> [Exercise requirements]
1: Return the passage of the Miklós Maros biography from "Hungarian composer (born" down to "and György Ligeti.", copied without alteration.
2: Determine whether each statement below agrees with the Miklós Maros biography, answering yes or no and quoting the deciding words of the text: (a) Maros was born in Budapest. (b) Maros taught at the Studio for Electronic Music (EMS) in Stockholm from 1971 to 1978. (c) Maros received the Lifetime-Artists' Award of the Swedish Government in 1980.

> [Text passage]

---*---

= Miklós Maros =

Hungarian composer (born 1943)

Miklós Maros (born 14 November 1943) is a Hungarian composer. He was born in Pécs, the son of composer Rudolf Maros and violinist Klára Molnár. He studied at the Béla Bartók Conservatory in Budapest with Rezső Sugár and at the Ferenc Liszt Music Academy with Ferenc Szabó, and continued his studies in Stockholm with Ingvar Lidholm and György Ligeti.

From 1971 to 1973, Maros was composition teacher at the Stockholm Secondary School of Music. From 1971 to 1978, he taught at the Studio for Electronic Music (EMS) in Stockholm, and from 1976 to 1980 he taught at Stockholm Musikcollege. From 1980 to 1981, he was a guest of the Berlin Artists Program of the German Academic Exchange Service in West Berlin. In 1972 he and his wife, singer Ilona Maros, formed the Maros Ensemble for the performance of contemporary music. In 1990 Maros received the Lifetime-Artists’ Award of the Swedish Government.

---*---

> [Record set]
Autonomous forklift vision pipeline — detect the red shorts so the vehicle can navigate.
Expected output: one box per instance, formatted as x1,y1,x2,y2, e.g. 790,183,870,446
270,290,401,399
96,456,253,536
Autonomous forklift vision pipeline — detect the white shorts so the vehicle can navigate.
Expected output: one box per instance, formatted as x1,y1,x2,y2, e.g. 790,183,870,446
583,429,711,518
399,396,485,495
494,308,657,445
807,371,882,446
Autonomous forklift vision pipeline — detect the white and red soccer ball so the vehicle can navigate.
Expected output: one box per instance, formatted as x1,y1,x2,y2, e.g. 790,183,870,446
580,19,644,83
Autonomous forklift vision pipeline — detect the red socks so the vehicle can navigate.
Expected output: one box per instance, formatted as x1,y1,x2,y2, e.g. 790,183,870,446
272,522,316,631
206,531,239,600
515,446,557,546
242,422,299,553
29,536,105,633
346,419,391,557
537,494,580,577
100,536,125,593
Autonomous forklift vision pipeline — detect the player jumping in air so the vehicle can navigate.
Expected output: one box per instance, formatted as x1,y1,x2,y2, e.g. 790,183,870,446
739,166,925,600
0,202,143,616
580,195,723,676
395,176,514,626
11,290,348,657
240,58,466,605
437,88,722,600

---*---

> [Answers given]
1:
Hungarian composer (born 1943)

Miklós Maros (born 14 November 1943) is a Hungarian composer. He was born in Pécs, the son of composer Rudolf Maros and violinist Klára Molnár. He studied at the Béla Bartók Conservatory in Budapest with Rezső Sugár and at the Ferenc Liszt Music Academy with Ferenc Szabó, and continued his studies in Stockholm with Ingvar Lidholm and György Ligeti.

2:
(a) No: "He was born in Pécs"
(b) Yes: "From 1971 to 1978, he taught at the Studio for Electronic Music (EMS) in Stockholm"
(c) No: "In 1990 Maros received the Lifetime-Artists’ Award of the Swedish Government"